- [AUFGABEN]:
a: Beantworte anhand des Textes über das Abschiednehmen die folgenden Fragen:
(i) Wozu brauchen wir unbeschriebene Seiten?
(ii) Welcher Schmerz ist manchmal gesünder als der Schmerz, etwas aufrechtzuerhalten, das keinen Sinn mehr macht?
(iii) Für wen sind manche Abschiede nur etwas?
b: Schreibe aus dem Text über das Abschiednehmen die Passage von „Wie schwer es doch“ bis einschließlich „Lebewohl zu sagen.“ wortgetreu ab.

- [VORGEGEBENER TEXT]:
----
Wie schwer es doch fällt, Lebewohl zu sagen
Wie schwer es uns doch fällt, etwas hinter uns zu lassen, das uns einst glücklich machte, Lebensbegleiter zu wechseln oder ein Kapitel zu beenden. Wie sehr es doch schmerzt, uns von etwas zu trennen, das wir mögen, von etwas, von dem wir wissen, dass wir es nicht länger haben können, aber von dem es schwerfällt, uns zu verabschieden und Lebewohl zu sagen.
Ich weiß, es ist manchmal notwendig, einen Schlusspunkt zu setzen. Wir müssen unseren Arbeitsplatz wechseln, Freundschaften gehen mit der Zeit verloren, Beziehungen zu Bruch, das Haus wird zu klein, Kinder nehmen unsere Zeit ein und von unserer Jugend bleibt uns nur noch die Erinnerung. Es ist nicht leicht und hin und wieder fällt es sogar sehr schwer, doch das ist Teil des Kreislaufs des Lebens. Wir schließen mit etwas ab, sagen Lebewohl, beginnen ein neues Kapitel und begrüßen das Neue.
In das Buch unserer Erfahrungen schreiben wir ein Kapitel nach dem nächsten, doch wir brauchen Punkte und Absätze. Wir brauchen unbeschriebene Seiten, um unsere Geschichte weiterzuschreiben, jedes Kapitel braucht ein Ende, einen Schluss, aber es führt zum nächsten und hinterlässt auf der kommenden Seite seine Spuren. Es macht Sinn, wenn wir wissen, wieso wir ein Kapitel schließen und warum es notwendig ist, das zu tun. Es macht Sinn, wenn wir es beenden.
Lebewohl sagen ist keine leichte Aufgabe, aber es ist gut, zu wissen, dass es ab und an notwendig ist und dass wir, nachdem wir die Trauerphase überwunden haben, bereit für das nächste Kapitel sind. Manchmal ist der Schmerz des Verlustes gesünder als der Schmerz, etwas aufrechtzuerhalten, das keinen Sinn mehr macht.
Die Leere, die ein Lebewohl hinterlässt
Es ist schwer zu erklären, doch ich bin mir sicher, dass der Leser es versteht, weil wir es alle schon erlebt haben. Es gibt Abschiede, die nur etwas für mutige Menschen sind, die eine Leere hinterlassen, die im Nachhinein nur schwer wieder gefüllt werden kann oder die wir nicht mehr füllen werden. Es fällt schwer, sich dem Unbekannten zu stellen, unsere Komfortzone zu verlassen und einen finalen Punkt zu setzen, denn es ist nicht gerade leicht, von vorn zu beginnen.
----
- [DATENTEIL]:
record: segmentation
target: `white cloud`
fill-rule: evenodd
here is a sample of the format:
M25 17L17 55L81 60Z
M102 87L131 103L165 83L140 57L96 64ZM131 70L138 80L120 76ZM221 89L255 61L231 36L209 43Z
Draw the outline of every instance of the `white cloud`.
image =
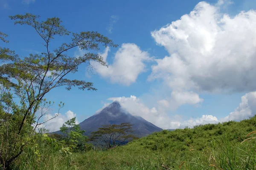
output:
M184 104L189 104L196 106L202 102L204 99L201 98L199 95L192 92L178 92L173 91L172 92L170 103L171 108L177 109Z
M203 115L196 119L185 120L178 115L170 115L166 113L159 111L163 107L166 107L169 102L166 100L158 101L156 107L148 108L139 98L134 95L130 97L111 98L112 101L119 101L122 107L132 115L140 116L163 129L184 128L186 126L192 127L194 126L209 123L217 123L217 118L211 115Z
M109 47L102 56L106 61ZM92 63L96 71L101 76L109 78L113 83L129 86L134 83L139 75L145 71L145 62L151 60L147 52L142 51L134 43L123 43L115 54L112 64L108 68L98 63Z
M221 119L221 121L239 121L254 116L256 113L256 92L246 94L241 97L241 100L239 106L235 111Z
M118 20L119 20L119 17L117 15L112 15L110 17L109 23L106 28L106 29L110 34L112 33L114 24L116 23Z
M26 4L29 4L31 3L34 3L35 2L35 0L23 0L22 2Z
M175 92L254 91L256 27L255 11L231 17L218 5L200 2L189 14L151 32L170 56L156 60L148 80L163 80Z
M41 118L41 121L45 121L53 118L55 115L57 113L52 113L49 111L44 111L46 114ZM65 114L62 115L59 113L58 115L47 121L45 124L43 124L39 126L39 127L44 127L49 130L50 132L55 132L60 130L60 127L62 126L62 125L67 121L76 116L76 114L71 110L67 112ZM76 119L76 124L78 124L79 123L77 121L77 119Z

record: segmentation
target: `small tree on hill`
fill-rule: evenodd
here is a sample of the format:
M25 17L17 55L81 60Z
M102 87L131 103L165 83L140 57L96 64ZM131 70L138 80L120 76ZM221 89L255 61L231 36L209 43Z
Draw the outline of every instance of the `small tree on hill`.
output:
M107 149L111 149L137 138L131 134L134 132L133 126L130 123L103 125L99 130L91 133L90 140Z
M76 124L76 117L65 122L60 130L64 134L65 144L73 150L83 151L86 147L88 137L84 135L85 130L81 130L79 124Z

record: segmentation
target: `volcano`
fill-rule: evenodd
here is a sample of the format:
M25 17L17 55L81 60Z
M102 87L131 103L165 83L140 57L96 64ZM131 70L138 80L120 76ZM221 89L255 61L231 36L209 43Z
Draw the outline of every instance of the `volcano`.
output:
M130 123L133 126L134 134L140 137L154 132L162 130L140 116L134 116L123 109L118 101L114 101L103 109L99 113L84 120L79 124L81 130L86 131L85 135L90 133L107 124L120 124Z

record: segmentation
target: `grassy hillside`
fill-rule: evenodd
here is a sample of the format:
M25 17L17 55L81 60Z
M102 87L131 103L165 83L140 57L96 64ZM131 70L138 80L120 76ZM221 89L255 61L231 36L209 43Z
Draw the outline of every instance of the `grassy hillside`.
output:
M255 170L255 138L241 144L256 137L254 133L246 136L255 130L256 117L240 122L165 130L108 150L64 156L45 152L34 161L37 168L33 169L48 166L47 169L56 170ZM31 161L26 158L19 168L32 169Z

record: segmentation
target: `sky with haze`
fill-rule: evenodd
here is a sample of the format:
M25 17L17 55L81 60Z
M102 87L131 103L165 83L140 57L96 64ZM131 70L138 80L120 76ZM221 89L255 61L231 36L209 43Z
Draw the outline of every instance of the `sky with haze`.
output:
M98 52L108 68L92 63L94 70L84 65L69 75L93 82L98 91L59 88L47 94L65 104L46 127L51 131L115 101L163 129L256 114L256 0L0 0L0 31L10 42L0 46L23 56L45 50L34 30L9 17L26 13L58 17L70 31L98 31L119 45ZM69 38L56 37L52 49ZM68 54L87 52L78 48Z

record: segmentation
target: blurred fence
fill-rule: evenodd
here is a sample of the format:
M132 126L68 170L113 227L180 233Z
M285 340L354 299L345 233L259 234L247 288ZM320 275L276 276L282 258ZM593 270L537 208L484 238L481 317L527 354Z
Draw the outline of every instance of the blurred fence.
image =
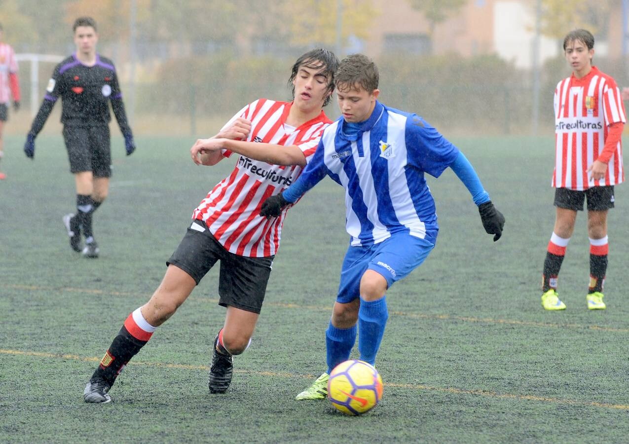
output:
----
- [LÖSUNGEN]:
a:
(i) Um unsere Geschichte weiterzuschreiben.
(ii) Der Schmerz des Verlustes.
(iii) Für mutige Menschen.

b:
Wie schwer es doch fällt, Lebewohl zu sagen
Wie schwer es uns doch fällt, etwas hinter uns zu lassen, das uns einst glücklich machte, Lebensbegleiter zu wechseln oder ein Kapitel zu beenden. Wie sehr es doch schmerzt, uns von etwas zu trennen, das wir mögen, von etwas, von dem wir wissen, dass wir es nicht länger haben können, aber von dem es schwerfällt, uns zu verabschieden und Lebewohl zu sagen.